··· Gegeven tekst ···

Op de balans van X bv staat per ultimo 2005 een btw-schuld van € 14.918. Naar aanleiding van een boekenonderzoek legt de inspecteur een btw-naheffingsaanslag op voor deze balansschuld. Tevens legt hij een boete van € 7459 op. X bv maakt hiertegen bezwaar. Bij een overleg, in augustus 2011, tussen de dga van X bv en de boetespecialist, komt, over meerdere middelen en jaren, een compromis tot stand, op grond waarvan een boete van € 10.000 wordt opgelegd. X bv is het hier uiteindelijk toch niet mee eens. Hof Arnhem-Leeuwarden oordeelt dat de inspecteur voldoende aannemelijk maakt dat het compromis als verwoord in het rapport van het boekenonderzoek, en in de brief van de inspecteur aan X bv van augustus 2011, tot stand is gekomen door aanvaarding door X bv van het door de inspecteur gedane voorstel. In cassatie stelt X bv dat er geen rechtsgeldig compromis tot stand is gekomen, omdat het niet schriftelijk is vastgelegd.

···

■ Gestelde opgave 1: Welk boetebedrag werd volgens de gegeven tekst in het compromis van augustus 2011 vastgesteld?
■ Gestelde opgave 2: Geef alsjeblieft alleen het aantal regels in de items waarin de string "blurred" voorkomt. Hoofdletters en kleine letters tellen mee.
De tekst en de items zijn los van elkaar staand materiaal.

··· Getoonde gegevens ···

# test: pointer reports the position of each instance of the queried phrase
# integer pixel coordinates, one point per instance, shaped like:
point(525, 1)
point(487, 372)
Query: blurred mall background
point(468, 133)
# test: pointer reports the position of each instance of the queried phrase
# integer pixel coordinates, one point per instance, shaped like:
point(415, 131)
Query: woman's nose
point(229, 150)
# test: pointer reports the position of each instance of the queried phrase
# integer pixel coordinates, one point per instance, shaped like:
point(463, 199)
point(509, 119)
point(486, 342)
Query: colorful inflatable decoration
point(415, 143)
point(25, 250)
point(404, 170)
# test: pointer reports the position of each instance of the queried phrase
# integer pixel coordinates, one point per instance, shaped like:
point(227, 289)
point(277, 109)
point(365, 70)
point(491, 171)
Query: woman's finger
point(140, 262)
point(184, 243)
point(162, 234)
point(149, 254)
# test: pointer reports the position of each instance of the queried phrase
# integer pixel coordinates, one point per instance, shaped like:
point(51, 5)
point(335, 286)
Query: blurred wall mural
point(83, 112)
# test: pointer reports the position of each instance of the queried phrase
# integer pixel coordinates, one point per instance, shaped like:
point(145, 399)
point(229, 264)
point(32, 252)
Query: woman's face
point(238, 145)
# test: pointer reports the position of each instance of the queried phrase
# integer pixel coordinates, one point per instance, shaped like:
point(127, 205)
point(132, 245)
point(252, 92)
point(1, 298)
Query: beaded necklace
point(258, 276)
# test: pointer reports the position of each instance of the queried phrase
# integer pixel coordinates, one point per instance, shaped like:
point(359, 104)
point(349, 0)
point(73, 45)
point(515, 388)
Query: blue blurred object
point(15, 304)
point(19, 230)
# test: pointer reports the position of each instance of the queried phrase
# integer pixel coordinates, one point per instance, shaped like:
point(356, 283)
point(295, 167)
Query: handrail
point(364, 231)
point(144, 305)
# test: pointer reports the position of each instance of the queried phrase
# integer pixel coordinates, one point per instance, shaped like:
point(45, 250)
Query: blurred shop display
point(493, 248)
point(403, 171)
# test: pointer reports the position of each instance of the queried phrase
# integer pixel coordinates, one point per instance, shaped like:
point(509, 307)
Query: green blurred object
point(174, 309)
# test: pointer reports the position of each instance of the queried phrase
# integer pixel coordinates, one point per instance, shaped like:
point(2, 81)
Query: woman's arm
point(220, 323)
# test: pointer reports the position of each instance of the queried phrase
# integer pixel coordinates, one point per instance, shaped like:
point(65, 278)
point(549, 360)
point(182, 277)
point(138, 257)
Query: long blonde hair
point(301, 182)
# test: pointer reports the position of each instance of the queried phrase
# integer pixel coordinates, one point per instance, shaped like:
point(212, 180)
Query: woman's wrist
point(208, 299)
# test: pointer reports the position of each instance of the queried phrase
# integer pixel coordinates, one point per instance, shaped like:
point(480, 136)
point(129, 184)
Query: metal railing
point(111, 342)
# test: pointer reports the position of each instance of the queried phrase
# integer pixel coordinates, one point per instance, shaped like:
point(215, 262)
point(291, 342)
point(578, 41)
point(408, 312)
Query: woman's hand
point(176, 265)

···

■ Juiste uitkomst 1: Een boete van € 10.000.

■ Juiste uitkomst 2: 5